- POLECENIE 1 -
Odpowiedz na pytania dotyczące podanego fragmentu:
(a) Za jaką cenę kupiono lornetkę w lornetki.pl w Gdańsku?
(b) Która lornetka wygrała pierwszy test lornetek z 2002 roku?
(c) Jakim modelem zastąpiono Nighthuntera 9x40?
- POLECENIE 2 -
Wyodrębnij z danych każdy wiersz zawierający ciąg "windshield". Wielkość liter ma znaczenie.

- PODANY FRAGMENT -
▼

I jak? Kupowanie, jako proces, bo że lornetka Ci odpowiada to jestem pewien (i zresztą chyba o nij nie raz ciepło wspominaleś).
No wiec kupowanie to było 'chożdienie po mukam' ?

Arek - Sro 24 Cze, 2009

Nie. Była na stanie w lornetki.pl w Gdańsku. I to jak ja kupowałem, to jeszcze w starej cenie 1600 zł...

Kupiłem ją z kilku powodów, a jednym z nich był sentyment związany z dwiema sprawami.
Przede wszystkim zawsze chciałem mieć małą i fajną lornetkę porro. A na Swarka Habichta i Nikona SE to jakoś nie chciało mi się rzucić... Jednak za drogo. Po drugie nasz pierwszy test lornetek z 2002 roku wygrał Nighthunter 7x50. Od tego czasu byłem oczarowany tą
serią lornetek. To były czasy gdy nawet model 8x30 kosztował 3000 zł więc wtedy wydawało mi się, że nigdy nie będzie mnie na coś takiego stać. A tu konkurencja i silny złoty zrobiły mi miłą niespodziankę. Ostatecznym pretekstem stał się wyjazd do Kenii.
Sprzętu do wzięcia było tak dużo, że moja 10x50 była za duża. Chciałem więc małe i
solidne 8x30 lub 8x32. No i sentyment zadział :)

A swoją drogą zastanawiam się co się stało z Nighthunterem 9x40. Kiedyś taki był w ofercie i mógłby spodobać się właśnie Tobie.

RB - Czw 25 Cze, 2009

Arek napisał/a:

A swoją drogą zastanawiam się co się stało z Nighthunterem 9x40. Kiedyś taki był w ofercie i mógłby spodobać się właśnie Tobie.


Zastąpili go Nighthunterem XP 8x44. Też bym takiego chciał. A chyba jeszcze bardziej 'ptasiarska' a nie myśliwską Discovery 8x44. Ale za 1150 (NH) lub 1350 (Disco) Euro to ja wybieram fajne wakacje dla całej rodzinki w Alpach albo pokrycie kosztów dla 1 osoby na wypad Tajlandia-Kambodża-Laos lub 3 tygodnie w Chinach...

▲

(Dane do oznaczania współrzędnych)
▼

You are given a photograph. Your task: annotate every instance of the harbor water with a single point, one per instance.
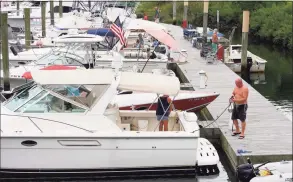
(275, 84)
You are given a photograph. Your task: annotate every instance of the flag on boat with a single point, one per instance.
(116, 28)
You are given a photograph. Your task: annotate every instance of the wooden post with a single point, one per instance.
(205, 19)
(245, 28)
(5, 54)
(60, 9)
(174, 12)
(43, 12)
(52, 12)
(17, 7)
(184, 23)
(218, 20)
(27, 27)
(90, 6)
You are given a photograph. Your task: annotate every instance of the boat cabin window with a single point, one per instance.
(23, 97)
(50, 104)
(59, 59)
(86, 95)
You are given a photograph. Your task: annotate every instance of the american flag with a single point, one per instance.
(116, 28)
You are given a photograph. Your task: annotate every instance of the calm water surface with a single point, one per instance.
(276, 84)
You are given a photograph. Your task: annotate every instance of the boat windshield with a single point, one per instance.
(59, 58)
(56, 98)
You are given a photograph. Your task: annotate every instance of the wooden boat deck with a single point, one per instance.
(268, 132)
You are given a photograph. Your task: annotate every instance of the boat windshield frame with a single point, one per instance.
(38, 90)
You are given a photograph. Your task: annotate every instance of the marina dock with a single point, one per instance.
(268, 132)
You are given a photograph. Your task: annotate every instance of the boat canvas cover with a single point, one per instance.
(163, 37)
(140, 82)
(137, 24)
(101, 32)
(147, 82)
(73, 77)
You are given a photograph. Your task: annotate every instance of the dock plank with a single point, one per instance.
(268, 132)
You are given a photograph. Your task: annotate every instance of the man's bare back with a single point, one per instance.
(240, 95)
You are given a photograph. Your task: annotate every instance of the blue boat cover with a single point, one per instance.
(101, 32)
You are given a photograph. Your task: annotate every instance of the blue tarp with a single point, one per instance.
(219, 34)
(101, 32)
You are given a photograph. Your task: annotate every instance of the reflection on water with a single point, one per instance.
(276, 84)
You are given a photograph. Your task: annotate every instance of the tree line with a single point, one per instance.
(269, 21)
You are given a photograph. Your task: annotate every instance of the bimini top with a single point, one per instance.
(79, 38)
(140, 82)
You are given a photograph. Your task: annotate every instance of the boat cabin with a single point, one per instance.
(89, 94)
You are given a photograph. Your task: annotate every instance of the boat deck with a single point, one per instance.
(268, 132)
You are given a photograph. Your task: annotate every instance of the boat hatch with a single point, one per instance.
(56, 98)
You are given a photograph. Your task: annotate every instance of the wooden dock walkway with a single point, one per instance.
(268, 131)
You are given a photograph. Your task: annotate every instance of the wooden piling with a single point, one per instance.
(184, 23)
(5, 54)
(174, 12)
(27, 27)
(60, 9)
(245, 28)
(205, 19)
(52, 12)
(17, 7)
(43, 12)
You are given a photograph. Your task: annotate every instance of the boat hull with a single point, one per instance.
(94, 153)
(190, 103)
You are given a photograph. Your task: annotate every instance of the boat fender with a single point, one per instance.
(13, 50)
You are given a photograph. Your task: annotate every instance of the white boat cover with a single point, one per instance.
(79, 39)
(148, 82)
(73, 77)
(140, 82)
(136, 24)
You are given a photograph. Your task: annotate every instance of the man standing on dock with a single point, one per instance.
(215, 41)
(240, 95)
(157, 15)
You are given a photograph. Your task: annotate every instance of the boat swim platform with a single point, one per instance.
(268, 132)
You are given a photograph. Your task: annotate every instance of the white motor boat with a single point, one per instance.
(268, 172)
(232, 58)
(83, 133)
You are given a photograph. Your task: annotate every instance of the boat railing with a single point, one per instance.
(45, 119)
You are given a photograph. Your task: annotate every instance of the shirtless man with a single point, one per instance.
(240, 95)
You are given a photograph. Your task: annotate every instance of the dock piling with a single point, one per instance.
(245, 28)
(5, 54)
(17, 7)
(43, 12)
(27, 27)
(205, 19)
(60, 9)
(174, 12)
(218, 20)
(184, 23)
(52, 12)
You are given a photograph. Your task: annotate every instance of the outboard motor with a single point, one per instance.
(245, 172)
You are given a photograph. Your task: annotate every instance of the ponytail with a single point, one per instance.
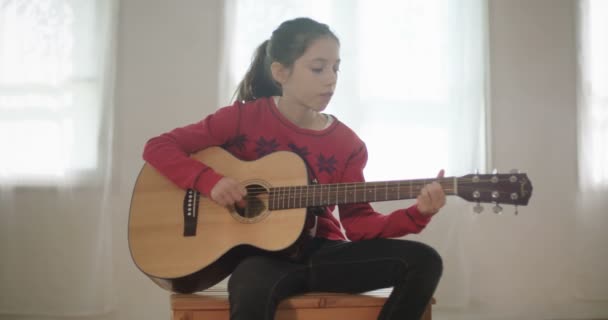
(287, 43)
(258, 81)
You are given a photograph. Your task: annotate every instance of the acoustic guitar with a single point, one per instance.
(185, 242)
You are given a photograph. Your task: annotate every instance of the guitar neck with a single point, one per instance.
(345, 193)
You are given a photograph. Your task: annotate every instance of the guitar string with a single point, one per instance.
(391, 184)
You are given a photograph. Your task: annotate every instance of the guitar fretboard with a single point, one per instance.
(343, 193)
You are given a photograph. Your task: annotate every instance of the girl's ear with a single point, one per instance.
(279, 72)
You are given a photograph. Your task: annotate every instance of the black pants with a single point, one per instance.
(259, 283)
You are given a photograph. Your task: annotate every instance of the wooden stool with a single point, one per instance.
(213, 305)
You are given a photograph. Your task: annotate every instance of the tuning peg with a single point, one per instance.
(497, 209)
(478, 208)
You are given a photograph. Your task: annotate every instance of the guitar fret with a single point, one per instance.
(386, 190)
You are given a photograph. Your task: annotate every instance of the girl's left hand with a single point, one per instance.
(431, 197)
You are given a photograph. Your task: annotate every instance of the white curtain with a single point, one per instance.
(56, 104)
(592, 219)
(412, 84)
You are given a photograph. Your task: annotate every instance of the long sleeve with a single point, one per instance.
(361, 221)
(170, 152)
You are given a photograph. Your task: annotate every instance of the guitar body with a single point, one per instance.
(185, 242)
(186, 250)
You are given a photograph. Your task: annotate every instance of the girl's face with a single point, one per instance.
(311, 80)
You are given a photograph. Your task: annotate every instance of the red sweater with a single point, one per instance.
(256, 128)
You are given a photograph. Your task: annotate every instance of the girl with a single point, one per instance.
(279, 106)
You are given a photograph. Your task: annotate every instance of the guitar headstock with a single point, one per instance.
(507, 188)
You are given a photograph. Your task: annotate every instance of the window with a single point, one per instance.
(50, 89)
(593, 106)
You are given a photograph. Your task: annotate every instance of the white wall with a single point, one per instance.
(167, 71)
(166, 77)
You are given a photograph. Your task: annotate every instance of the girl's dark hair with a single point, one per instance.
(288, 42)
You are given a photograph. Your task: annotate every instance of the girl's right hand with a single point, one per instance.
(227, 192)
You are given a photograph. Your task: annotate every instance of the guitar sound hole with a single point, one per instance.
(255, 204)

▲

- WYNIK ZADANIA 1 -
(a) Za 1600 zł, w starej cenie.
(b) Nighthunter 7x50.
(c) Nighthunterem XP 8x44.

- WYNIK ZADANIA 2 -
You are given a photograph. Your task: annotate every instance of the boat windshield with a single point, one per instance.
You are given a photograph. Your task: annotate every instance of the boat windshield frame with a single point, one per instance.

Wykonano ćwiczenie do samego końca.